WHAT YOU NEED TO DO:
Can you rescale the rows that begin at the line containing "trace --target dense" and stop after the line containing "108 237 L 177"? Reproduce only those lines, requests included, with every coordinate in the answers multiplied by 1.9 and rounded to a whole number, halves up.

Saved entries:
---

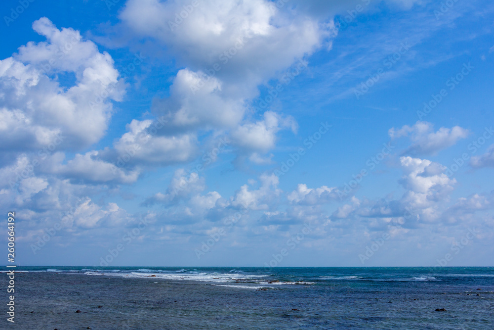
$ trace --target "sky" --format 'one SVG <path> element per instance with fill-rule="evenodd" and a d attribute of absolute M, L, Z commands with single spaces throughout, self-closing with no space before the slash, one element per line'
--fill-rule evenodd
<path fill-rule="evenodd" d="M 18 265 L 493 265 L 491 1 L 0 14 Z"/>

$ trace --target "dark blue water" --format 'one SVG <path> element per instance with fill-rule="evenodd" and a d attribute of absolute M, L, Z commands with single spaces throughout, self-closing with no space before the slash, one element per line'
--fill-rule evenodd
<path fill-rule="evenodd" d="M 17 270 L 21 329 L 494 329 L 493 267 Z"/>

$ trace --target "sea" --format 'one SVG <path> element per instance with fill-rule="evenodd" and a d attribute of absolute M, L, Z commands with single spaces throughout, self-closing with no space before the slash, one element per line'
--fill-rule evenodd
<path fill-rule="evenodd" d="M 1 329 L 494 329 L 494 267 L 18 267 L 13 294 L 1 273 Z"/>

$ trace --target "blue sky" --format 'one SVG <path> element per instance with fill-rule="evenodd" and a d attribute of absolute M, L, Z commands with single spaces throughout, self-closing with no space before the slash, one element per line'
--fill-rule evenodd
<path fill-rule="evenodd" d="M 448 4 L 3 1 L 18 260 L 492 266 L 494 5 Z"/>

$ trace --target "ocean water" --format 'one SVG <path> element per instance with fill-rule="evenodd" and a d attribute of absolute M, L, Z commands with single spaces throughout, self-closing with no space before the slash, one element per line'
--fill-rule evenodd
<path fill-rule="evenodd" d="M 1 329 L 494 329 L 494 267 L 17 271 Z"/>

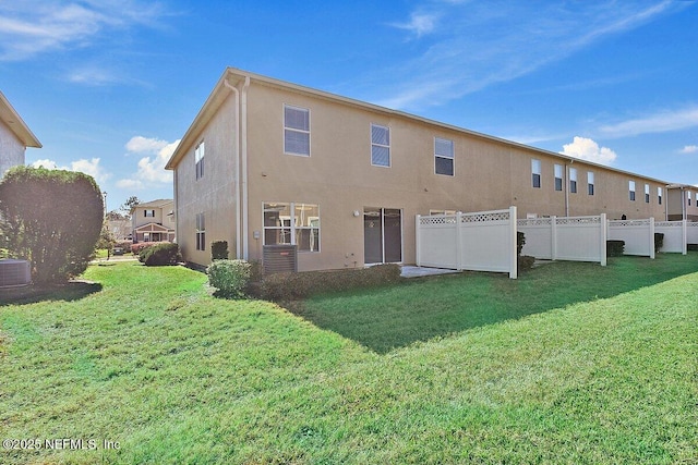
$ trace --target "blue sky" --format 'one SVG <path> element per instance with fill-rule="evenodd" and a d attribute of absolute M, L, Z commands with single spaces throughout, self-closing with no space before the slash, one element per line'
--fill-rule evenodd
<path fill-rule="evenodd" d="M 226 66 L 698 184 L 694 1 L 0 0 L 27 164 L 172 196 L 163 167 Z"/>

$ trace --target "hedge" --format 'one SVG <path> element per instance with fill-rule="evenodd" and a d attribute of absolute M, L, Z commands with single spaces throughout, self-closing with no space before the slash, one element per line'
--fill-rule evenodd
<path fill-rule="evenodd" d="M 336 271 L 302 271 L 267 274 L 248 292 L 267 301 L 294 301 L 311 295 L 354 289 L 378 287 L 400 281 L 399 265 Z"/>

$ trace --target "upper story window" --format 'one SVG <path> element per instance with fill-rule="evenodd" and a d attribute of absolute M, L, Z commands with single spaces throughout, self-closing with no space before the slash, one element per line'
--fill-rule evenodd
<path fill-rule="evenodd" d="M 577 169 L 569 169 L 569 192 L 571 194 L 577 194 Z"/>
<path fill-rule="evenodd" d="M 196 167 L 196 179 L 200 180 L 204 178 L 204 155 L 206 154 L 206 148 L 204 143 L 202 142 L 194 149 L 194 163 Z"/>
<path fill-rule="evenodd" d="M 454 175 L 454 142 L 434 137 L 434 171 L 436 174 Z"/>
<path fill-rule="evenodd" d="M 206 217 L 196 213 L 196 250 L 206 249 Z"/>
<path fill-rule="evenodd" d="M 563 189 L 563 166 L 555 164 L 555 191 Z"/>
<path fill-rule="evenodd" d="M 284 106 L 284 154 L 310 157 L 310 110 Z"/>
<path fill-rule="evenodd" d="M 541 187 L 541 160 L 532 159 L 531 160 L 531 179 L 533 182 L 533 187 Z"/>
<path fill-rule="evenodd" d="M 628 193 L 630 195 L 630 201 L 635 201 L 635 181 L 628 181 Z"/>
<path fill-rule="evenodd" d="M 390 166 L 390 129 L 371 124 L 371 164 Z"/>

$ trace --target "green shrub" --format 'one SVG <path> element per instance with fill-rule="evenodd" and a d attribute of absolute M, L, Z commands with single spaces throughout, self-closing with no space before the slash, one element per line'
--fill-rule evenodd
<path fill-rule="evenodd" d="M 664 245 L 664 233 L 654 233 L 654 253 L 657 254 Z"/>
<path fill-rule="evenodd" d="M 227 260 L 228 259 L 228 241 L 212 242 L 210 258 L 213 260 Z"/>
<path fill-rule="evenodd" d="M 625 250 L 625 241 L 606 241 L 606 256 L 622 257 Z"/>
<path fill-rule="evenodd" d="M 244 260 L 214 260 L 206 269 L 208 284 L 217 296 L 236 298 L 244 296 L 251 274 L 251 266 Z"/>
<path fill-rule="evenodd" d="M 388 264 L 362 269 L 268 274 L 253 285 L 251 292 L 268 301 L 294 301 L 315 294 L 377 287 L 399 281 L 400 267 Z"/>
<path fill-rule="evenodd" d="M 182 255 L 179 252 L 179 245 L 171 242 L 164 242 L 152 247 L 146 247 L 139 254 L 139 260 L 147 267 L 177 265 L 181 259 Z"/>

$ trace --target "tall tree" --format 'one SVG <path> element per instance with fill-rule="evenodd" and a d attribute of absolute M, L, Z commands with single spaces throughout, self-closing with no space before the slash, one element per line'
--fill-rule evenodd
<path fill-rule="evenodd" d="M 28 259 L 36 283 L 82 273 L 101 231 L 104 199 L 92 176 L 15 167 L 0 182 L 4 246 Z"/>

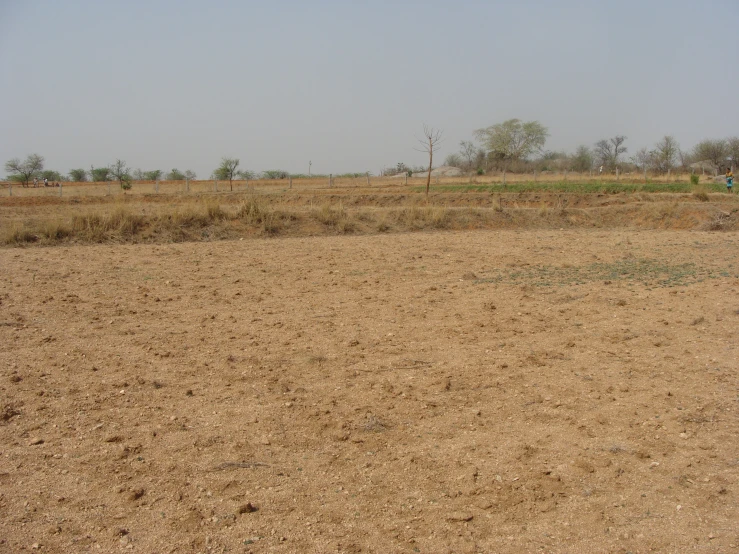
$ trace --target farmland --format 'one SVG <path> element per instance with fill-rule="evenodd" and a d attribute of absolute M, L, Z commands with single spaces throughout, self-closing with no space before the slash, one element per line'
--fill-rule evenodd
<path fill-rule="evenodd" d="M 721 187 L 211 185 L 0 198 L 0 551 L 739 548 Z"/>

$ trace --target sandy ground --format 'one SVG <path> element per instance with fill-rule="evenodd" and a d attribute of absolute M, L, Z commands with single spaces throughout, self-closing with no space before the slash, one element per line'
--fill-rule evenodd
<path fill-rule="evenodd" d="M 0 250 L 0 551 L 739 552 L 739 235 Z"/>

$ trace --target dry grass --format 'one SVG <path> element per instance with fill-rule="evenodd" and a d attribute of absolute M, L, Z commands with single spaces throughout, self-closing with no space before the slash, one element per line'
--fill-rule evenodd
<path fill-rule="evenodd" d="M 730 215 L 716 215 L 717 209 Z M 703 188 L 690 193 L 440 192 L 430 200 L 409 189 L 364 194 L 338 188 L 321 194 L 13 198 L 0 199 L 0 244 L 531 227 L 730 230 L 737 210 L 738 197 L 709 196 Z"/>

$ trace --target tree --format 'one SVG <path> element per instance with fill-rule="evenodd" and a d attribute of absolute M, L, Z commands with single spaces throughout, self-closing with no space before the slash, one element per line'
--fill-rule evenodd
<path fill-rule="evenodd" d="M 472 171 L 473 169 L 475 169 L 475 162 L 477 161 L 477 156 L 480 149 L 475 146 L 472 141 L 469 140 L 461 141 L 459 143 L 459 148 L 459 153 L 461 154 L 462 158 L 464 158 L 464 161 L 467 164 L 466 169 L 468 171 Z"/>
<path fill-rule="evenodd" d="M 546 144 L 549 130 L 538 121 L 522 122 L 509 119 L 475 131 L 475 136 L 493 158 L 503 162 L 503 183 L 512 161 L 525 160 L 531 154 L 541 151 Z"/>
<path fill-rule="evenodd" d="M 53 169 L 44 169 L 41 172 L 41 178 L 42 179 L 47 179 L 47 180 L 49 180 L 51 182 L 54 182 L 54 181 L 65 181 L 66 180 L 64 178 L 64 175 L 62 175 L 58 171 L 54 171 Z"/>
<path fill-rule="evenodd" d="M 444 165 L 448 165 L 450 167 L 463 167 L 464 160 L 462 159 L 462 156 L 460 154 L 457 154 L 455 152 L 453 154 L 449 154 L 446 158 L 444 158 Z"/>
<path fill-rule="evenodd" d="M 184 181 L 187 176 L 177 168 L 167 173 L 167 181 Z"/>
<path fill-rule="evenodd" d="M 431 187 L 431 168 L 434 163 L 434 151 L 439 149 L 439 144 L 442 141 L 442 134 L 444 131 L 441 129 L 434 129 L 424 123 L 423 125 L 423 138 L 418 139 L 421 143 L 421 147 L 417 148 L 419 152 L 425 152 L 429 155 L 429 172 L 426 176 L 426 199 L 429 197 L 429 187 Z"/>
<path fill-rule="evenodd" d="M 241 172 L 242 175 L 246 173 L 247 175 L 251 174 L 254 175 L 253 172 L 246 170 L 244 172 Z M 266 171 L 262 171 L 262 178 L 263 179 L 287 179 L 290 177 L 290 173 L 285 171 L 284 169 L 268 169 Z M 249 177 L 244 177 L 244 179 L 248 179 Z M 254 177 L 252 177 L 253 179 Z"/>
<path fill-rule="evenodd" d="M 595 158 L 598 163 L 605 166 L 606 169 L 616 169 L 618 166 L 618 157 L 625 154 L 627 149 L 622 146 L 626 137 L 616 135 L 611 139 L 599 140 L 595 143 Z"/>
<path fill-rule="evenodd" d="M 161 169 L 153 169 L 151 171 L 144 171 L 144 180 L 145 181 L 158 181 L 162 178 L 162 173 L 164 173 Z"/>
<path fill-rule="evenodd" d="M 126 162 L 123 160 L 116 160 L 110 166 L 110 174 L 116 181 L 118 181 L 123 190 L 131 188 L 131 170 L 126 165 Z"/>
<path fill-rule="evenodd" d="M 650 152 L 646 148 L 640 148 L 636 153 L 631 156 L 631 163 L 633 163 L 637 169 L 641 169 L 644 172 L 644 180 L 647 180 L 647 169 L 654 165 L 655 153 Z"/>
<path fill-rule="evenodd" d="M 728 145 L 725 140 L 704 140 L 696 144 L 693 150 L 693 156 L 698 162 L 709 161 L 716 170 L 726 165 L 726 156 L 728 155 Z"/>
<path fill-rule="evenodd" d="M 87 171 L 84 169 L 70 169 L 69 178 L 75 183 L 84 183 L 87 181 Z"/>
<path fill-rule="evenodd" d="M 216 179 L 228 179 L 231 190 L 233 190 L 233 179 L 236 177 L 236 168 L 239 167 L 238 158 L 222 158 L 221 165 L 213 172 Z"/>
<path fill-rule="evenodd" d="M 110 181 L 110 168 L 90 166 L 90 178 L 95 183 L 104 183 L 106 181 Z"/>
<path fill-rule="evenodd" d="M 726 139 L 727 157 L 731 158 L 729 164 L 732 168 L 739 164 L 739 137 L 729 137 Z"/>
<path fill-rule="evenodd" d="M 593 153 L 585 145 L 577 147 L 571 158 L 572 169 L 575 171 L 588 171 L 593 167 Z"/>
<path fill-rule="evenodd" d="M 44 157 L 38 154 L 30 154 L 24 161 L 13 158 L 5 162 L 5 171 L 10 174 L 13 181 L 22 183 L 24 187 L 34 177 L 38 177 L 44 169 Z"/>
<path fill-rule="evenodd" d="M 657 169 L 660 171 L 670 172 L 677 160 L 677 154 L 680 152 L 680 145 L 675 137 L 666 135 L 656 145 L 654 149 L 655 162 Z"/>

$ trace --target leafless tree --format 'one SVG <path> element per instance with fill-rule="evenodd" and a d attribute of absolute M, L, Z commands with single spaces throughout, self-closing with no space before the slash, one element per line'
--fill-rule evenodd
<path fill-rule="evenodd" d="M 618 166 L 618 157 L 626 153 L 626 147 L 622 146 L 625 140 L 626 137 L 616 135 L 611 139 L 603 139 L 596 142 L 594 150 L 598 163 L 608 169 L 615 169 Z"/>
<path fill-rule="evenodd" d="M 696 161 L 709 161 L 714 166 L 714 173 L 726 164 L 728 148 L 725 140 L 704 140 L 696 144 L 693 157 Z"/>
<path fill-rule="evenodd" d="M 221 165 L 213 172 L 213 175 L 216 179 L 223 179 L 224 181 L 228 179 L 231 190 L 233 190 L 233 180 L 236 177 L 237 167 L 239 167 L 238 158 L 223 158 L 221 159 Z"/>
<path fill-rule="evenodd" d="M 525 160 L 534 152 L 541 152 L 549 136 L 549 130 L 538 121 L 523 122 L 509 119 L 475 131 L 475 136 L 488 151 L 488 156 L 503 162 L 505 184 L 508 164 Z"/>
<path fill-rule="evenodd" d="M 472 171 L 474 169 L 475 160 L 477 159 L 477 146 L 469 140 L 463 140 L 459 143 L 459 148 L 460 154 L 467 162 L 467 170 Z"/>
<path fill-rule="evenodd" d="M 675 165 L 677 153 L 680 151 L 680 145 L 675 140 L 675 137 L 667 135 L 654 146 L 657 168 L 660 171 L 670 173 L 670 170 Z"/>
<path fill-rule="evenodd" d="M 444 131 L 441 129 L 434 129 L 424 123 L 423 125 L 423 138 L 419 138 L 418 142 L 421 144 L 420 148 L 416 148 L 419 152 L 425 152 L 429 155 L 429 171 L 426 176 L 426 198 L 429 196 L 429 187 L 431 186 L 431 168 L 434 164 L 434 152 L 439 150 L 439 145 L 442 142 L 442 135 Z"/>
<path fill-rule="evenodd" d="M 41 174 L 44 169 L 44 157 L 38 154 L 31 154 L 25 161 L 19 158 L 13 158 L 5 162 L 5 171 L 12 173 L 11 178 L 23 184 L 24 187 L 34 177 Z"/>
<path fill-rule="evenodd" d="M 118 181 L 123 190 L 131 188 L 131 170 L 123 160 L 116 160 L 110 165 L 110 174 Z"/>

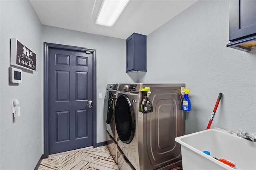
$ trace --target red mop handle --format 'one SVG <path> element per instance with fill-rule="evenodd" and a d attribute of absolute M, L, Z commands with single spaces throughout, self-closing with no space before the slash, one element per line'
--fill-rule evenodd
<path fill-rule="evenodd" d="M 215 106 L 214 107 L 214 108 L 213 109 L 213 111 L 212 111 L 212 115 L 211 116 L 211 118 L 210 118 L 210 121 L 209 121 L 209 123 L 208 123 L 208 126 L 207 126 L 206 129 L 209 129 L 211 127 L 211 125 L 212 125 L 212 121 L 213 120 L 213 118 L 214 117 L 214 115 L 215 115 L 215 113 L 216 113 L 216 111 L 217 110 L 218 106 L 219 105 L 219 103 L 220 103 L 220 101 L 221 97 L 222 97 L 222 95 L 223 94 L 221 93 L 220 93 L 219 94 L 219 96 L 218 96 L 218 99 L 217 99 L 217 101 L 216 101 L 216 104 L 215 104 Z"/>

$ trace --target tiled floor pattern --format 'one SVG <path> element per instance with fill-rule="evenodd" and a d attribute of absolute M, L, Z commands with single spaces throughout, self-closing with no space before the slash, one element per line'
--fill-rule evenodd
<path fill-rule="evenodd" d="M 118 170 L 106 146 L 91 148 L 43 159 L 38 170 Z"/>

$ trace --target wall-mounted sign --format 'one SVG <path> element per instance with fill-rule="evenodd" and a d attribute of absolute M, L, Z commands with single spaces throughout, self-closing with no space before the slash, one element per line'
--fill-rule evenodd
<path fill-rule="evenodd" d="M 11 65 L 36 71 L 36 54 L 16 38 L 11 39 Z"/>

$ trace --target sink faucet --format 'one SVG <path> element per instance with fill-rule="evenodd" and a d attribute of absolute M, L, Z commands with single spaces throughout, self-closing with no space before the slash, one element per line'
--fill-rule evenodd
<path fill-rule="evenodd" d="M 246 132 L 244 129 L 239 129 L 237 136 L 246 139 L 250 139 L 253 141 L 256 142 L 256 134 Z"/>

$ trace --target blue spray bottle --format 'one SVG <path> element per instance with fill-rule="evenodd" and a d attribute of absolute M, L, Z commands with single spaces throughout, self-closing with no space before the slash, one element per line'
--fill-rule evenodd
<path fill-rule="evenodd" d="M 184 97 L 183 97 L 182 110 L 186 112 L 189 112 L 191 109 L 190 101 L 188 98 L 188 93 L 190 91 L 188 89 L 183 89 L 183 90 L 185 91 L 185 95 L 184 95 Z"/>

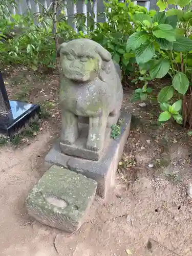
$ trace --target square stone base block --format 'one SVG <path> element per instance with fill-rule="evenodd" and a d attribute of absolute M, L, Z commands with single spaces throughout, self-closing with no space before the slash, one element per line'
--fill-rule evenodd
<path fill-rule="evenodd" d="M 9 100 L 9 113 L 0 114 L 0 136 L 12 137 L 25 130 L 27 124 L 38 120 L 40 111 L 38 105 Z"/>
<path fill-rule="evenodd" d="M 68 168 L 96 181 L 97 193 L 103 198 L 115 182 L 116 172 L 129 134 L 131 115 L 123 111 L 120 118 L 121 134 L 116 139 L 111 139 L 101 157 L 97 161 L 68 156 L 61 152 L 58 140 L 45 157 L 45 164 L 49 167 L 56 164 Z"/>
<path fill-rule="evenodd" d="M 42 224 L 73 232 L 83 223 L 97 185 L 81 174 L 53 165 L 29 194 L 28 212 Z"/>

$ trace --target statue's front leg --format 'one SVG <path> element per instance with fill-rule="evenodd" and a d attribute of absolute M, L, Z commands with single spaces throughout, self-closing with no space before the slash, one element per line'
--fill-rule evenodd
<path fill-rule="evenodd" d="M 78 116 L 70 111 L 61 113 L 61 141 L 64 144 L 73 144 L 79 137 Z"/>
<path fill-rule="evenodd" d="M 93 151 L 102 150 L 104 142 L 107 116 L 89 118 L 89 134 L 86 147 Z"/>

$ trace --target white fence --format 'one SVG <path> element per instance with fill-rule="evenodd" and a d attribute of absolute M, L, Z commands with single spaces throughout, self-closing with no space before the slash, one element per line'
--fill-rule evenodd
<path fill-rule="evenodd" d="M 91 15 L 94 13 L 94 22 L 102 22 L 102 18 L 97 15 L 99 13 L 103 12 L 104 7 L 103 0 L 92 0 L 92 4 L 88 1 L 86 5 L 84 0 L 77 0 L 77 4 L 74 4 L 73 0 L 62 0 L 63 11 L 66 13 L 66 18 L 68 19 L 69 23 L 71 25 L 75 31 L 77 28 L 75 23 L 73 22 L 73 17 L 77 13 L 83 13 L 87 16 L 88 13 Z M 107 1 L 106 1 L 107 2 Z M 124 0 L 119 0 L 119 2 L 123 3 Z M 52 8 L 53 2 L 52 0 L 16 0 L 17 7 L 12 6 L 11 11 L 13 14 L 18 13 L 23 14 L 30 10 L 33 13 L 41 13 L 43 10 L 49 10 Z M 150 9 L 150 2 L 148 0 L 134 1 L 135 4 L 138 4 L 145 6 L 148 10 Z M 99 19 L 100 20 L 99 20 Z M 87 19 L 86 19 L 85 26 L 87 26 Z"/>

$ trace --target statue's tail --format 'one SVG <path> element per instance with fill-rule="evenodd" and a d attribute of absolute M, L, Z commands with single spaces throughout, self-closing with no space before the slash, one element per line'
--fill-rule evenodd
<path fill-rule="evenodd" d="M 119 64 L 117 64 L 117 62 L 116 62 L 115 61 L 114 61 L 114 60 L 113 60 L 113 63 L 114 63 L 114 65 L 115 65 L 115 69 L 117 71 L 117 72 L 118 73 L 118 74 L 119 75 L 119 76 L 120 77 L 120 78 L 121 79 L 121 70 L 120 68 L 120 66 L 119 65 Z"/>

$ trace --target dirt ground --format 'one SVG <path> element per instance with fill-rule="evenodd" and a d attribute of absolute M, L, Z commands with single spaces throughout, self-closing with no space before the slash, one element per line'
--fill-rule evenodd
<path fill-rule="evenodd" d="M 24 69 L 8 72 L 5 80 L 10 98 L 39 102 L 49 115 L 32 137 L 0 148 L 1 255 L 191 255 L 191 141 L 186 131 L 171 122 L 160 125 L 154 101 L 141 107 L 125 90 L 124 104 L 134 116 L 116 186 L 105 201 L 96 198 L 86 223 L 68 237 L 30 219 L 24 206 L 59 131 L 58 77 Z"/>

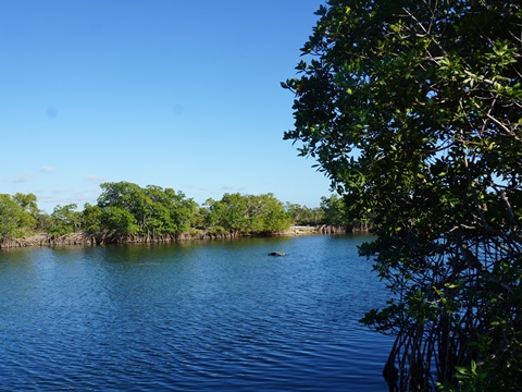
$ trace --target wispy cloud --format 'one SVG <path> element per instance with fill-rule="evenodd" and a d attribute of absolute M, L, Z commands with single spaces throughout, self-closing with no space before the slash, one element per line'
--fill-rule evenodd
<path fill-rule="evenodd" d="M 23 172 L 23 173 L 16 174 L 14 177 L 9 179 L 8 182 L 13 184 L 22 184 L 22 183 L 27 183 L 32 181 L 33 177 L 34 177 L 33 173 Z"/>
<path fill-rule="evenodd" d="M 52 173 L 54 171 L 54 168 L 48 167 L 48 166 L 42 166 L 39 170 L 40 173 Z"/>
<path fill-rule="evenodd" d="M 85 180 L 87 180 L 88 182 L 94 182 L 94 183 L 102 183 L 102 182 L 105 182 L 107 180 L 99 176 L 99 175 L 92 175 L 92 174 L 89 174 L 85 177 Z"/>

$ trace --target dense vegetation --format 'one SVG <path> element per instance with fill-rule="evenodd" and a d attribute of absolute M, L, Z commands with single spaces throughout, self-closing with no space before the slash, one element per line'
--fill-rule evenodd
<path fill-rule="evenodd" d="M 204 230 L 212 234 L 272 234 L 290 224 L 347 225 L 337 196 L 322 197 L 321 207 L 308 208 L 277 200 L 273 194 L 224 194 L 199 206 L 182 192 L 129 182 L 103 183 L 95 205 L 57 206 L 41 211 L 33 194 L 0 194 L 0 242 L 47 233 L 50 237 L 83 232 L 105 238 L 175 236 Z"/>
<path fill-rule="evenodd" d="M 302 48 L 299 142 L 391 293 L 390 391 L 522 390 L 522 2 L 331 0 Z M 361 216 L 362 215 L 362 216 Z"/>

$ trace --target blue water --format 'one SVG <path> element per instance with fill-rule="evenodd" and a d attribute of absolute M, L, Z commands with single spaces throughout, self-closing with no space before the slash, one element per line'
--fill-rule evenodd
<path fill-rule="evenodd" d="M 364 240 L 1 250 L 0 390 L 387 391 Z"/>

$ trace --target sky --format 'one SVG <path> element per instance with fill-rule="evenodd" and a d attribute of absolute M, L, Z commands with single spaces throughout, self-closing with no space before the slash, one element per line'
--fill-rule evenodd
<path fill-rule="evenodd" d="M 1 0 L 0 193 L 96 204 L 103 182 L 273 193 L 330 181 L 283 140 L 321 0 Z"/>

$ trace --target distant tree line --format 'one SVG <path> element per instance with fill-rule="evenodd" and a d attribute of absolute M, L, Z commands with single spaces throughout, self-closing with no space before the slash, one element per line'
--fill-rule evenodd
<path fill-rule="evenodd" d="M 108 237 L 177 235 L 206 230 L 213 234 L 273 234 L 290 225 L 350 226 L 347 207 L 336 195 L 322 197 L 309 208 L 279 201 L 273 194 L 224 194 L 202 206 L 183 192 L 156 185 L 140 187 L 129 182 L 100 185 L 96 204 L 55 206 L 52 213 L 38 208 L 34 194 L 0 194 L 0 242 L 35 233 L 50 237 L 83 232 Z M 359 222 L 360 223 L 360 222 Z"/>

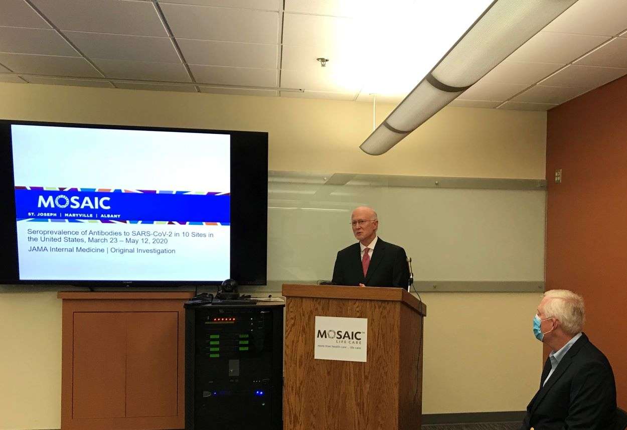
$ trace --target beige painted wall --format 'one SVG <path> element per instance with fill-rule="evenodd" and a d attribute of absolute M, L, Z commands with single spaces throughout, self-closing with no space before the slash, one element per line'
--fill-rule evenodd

---

EXERCISE OUTPUT:
$ trace --target dense vegetation --format 'one SVG <path> element per instance with fill-rule="evenodd" and a d attribute of absolute M, L, Z commands with single spaces throughout, self-closing with no space before the slash, one element per line'
--fill-rule evenodd
<path fill-rule="evenodd" d="M 388 437 L 403 445 L 517 445 L 551 426 L 659 428 L 640 372 L 612 374 L 610 393 L 585 395 L 526 380 L 519 369 L 426 369 L 378 391 L 346 365 L 245 346 L 196 348 L 181 390 L 108 391 L 78 401 L 63 369 L 0 369 L 0 460 L 89 443 L 95 450 L 158 441 L 200 452 L 333 448 Z"/>
<path fill-rule="evenodd" d="M 574 91 L 568 270 L 743 557 L 741 743 L 992 741 L 992 4 L 629 0 Z M 686 410 L 688 409 L 688 410 Z"/>

$ trace --target blue water --format 'one SVG <path> element per instance with fill-rule="evenodd" and a d attribute of absolute M, L, Z commands with single spaces throughout, self-closing with no space before the slash, one element per line'
--fill-rule evenodd
<path fill-rule="evenodd" d="M 692 456 L 2 475 L 0 741 L 735 743 Z"/>

$ trace --target sky --format 'one SVG <path> element per instance with fill-rule="evenodd" and a d attribute of absolute M, L, Z commands with single spaces throughout, self-closing with no space before the slash, one element per line'
--fill-rule evenodd
<path fill-rule="evenodd" d="M 2 0 L 0 367 L 182 388 L 196 346 L 519 367 L 627 344 L 538 266 L 610 0 Z"/>

$ trace --target distant tree line --format 'one SVG <path> element per instance with fill-rule="evenodd" and a d attribute of absolute M, L, Z commands with single spaces throughout, self-closing with no space before the slash, one element per line'
--fill-rule evenodd
<path fill-rule="evenodd" d="M 205 450 L 336 447 L 391 437 L 405 445 L 519 445 L 551 428 L 665 429 L 659 393 L 638 371 L 612 374 L 587 395 L 530 382 L 519 369 L 426 369 L 384 391 L 348 365 L 296 352 L 266 355 L 245 346 L 190 352 L 182 388 L 105 391 L 99 405 L 72 395 L 65 369 L 0 369 L 0 460 L 67 443 L 95 450 L 158 441 Z M 682 422 L 684 424 L 684 422 Z"/>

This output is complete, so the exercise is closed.